— START OF Entries —
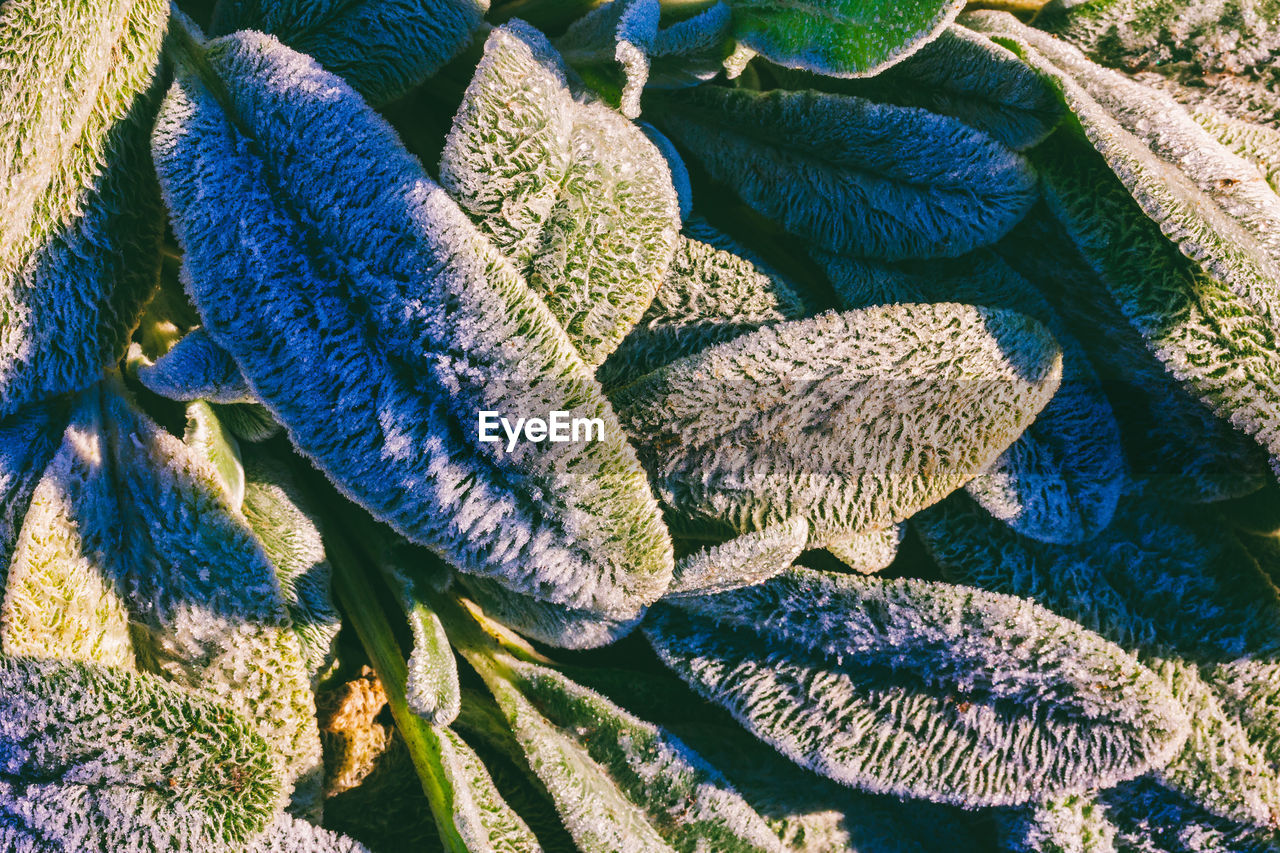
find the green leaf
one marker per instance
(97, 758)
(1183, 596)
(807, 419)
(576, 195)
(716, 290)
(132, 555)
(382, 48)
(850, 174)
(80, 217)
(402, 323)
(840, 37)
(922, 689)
— END OF Entries —
— START OF Entries —
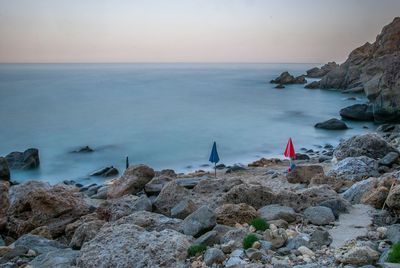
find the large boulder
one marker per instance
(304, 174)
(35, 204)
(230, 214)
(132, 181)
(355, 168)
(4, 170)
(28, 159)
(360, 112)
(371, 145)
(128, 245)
— END OF Entries —
__Exercise directions__:
Collect every line of the entries that contains the word "find", matching case exactly.

__Exercise answer__:
find the green leaf
find the large boulder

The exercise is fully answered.